Thursday, May 29, 2008

Five Tool Tool Gets The Colbert Bump

Tonight in New York, the Shooter Wife and I were in the studio audience for the Colbert Report taping. Here's All You Need To Know.

> The Colbert studio is in a relatively unassuming part of Hell's Kitchen, on the western side of Manhattan, near the southern part of Central Park. It's a pretty residential area, and if it weren't for a few awnings with the Colbert markings, you could easily walk right past it.

> Tickets are free, but are pretty murderous to get; I just happened to be on the site a couple of months ago when one lonely day opened up. Go to the site today, and you'll most likely see the tickets reserved for year in advance.

The reason why is simple: there are only 107 seats in the place, and Colbert has about 1.3 million viewers every night. I haven't talked to a friend yet about this who hasn't expressed profound jealousy.

> The line begins forming around 3pm, with conflicting e-mails that tell you to be there early, that your tickets might be revoked if you aren't on line before 5pm, and yada yada yada. We got there around 3:30 with stuff to read, and queued up in a dedicated concrete area, under an awning. It can't be pleasant when the weather's nasty, but yesterday was beautiful, so it was all good.

*RECORD EXCERPTS:*
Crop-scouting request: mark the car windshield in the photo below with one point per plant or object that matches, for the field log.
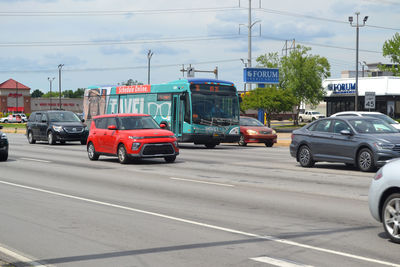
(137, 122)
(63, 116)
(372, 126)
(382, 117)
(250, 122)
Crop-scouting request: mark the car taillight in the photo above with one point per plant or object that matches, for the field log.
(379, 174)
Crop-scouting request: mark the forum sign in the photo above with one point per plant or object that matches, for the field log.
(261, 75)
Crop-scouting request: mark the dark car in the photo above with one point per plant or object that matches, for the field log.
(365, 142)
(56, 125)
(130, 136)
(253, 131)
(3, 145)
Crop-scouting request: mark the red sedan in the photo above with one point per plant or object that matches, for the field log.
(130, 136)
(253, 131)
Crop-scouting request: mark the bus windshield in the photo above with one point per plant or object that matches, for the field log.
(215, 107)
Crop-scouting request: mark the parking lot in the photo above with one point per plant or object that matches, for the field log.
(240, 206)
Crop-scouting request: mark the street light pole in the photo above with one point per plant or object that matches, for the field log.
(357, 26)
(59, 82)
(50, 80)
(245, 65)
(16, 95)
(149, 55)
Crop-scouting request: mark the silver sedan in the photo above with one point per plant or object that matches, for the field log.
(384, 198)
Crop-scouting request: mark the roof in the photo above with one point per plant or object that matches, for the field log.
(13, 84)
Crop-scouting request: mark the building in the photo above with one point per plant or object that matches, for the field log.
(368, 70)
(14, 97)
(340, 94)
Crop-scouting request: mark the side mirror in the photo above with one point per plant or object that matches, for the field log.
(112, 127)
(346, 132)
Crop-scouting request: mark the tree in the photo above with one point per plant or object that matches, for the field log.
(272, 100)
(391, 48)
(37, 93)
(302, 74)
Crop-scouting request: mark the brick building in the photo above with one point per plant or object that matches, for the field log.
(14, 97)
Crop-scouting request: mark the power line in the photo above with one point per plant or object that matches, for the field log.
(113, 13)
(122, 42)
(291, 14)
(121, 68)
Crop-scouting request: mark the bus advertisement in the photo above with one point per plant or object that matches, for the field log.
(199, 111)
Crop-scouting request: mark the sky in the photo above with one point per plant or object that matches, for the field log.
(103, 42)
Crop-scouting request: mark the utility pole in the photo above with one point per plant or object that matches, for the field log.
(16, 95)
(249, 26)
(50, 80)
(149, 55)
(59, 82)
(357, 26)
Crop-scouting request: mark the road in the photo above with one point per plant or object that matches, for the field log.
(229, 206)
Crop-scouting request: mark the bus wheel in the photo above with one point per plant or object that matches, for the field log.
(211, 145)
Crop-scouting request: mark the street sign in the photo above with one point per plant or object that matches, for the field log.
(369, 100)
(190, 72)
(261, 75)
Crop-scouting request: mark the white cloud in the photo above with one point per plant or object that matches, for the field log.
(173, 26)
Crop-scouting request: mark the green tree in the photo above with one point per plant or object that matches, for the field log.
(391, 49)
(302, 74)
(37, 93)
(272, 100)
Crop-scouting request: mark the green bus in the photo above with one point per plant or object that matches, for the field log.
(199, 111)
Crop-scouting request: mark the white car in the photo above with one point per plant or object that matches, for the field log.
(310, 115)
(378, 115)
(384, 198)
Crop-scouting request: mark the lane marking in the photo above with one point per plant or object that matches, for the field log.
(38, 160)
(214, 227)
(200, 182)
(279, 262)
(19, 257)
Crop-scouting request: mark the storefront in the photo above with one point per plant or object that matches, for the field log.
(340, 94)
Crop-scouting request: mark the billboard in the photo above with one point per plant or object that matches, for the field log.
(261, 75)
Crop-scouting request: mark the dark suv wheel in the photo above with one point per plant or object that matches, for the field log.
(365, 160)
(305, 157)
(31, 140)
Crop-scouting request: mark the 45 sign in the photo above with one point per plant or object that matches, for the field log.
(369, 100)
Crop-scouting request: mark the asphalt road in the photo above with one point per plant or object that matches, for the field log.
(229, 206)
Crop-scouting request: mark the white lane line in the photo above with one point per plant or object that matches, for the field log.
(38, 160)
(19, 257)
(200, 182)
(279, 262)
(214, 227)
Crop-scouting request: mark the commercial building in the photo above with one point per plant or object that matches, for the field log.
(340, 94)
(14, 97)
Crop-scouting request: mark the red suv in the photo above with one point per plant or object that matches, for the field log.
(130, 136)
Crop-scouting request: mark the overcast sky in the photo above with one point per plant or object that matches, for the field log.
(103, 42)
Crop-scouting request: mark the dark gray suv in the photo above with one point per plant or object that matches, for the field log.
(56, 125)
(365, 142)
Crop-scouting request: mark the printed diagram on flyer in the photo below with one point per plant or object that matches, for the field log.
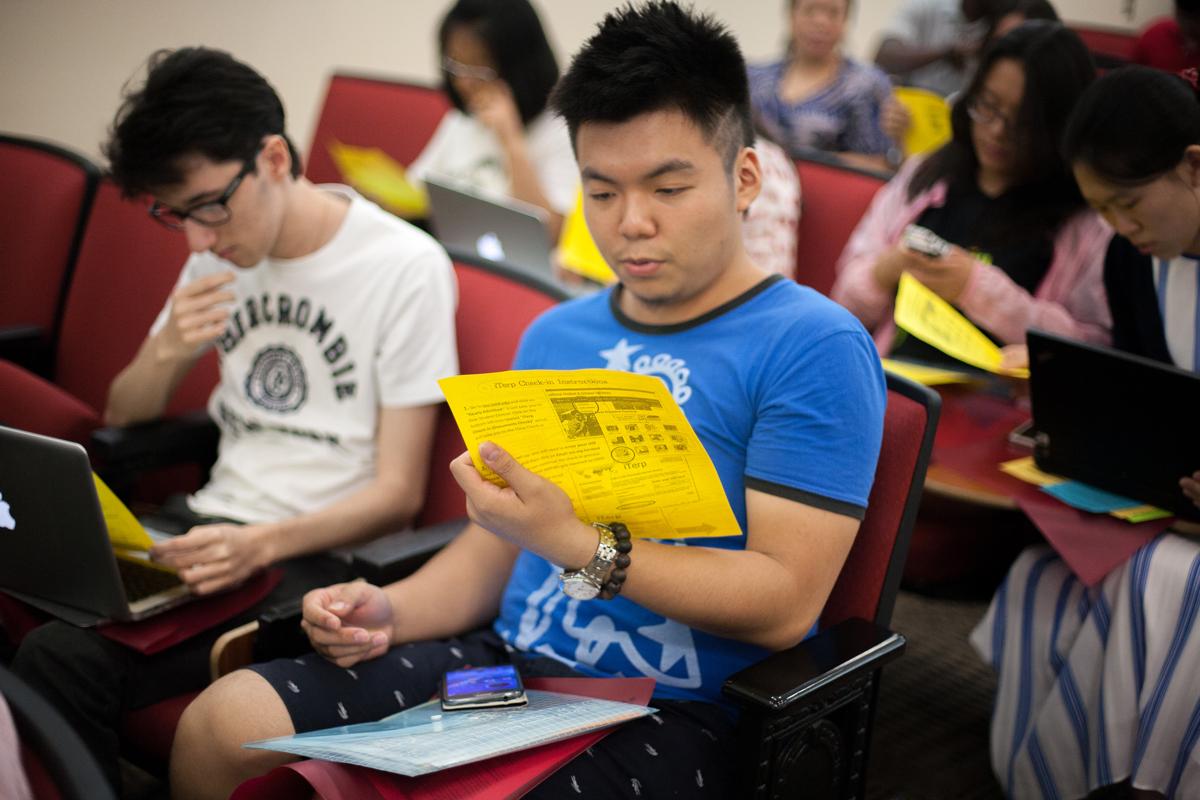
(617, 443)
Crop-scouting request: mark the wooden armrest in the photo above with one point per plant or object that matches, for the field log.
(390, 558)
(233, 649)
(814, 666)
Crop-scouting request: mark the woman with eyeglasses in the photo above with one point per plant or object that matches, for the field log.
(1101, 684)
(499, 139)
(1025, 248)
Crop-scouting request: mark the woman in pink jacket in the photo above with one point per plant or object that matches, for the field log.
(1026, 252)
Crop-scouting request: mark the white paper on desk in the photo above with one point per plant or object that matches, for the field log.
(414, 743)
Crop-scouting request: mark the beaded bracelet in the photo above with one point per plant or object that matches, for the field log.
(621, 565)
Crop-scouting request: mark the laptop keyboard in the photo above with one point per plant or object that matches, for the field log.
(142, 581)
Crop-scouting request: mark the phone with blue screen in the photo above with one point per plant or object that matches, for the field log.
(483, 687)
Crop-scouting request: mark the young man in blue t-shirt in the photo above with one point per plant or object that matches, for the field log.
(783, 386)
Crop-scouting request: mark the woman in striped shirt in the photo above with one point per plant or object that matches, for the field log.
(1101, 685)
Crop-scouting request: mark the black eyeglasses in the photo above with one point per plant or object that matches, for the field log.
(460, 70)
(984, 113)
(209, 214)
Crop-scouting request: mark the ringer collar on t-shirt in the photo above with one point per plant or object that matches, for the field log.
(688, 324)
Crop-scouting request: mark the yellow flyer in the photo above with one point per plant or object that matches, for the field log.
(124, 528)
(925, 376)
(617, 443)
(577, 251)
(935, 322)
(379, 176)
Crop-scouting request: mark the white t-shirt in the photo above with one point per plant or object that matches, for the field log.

*TASK REQUIREMENTS:*
- a) Do these statements agree with the post about the Colbert Report taping? Answer yes or no for each and quote the deciding words. (i) The studio seats only 107 people. (ii) Audience members must pay for their tickets. (iii) The line starts to form around 3pm.
- b) Rescale the rows that run from the one containing "Crop-scouting request: mark the young" through the end of the rows. Write them out again with their requests, multiply every point coordinate by 1.7, and round to whole numbers, with halves rounded up.

*TASK SOLUTIONS:*
- a)
(i) Yes: "there are only 107 seats in the place"
(ii) No: "Tickets are free"
(iii) Yes: "The line begins forming around 3pm"

- b)
Crop-scouting request: mark the young man in blue t-shirt in the photo above with one point per plant or object that matches, for the field log.
(1331, 656)
Crop-scouting request: mark the woman in striped shirt in the photo above with one point per plant or object that matches, for the field log.
(1872, 1165)
Crop-scouting request: mark the black eyeglasses in the photo above with one point per plant or object that matches, for the field log.
(782, 119)
(1673, 192)
(355, 364)
Crop-scouting request: mark the ringer collar on t-shirt in the photo above with one point per plant or object that matches, for the field log.
(1170, 551)
Crop-scouting request: mark the yellow flyer in the photo above with one point per plant or object that matches, for the field log.
(211, 898)
(1573, 639)
(1049, 753)
(981, 427)
(1590, 547)
(644, 299)
Crop-scouting request: mark the white t-shirt in the photo above with one point per plant or object that matches, for the field log.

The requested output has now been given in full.